_What you should do:_ Repeat the listing word for word. No pictures belong in the copy.
--------------------
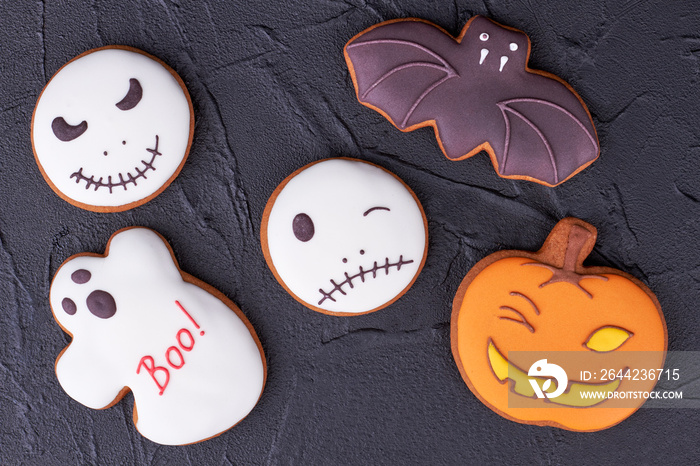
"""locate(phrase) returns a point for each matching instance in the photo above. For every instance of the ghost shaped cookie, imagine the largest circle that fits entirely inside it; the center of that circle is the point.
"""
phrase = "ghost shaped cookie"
(478, 93)
(112, 129)
(344, 237)
(188, 354)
--------------------
_Reply:_
"""locate(phrase) returns a point for each matching instance in the photo above. For every instance of the ghost shaped cookie, imagine the largest circle that fits entirely inside it; the center of that circle is the point.
"""
phrase = "ghost shaped cookie"
(478, 93)
(112, 129)
(344, 237)
(188, 354)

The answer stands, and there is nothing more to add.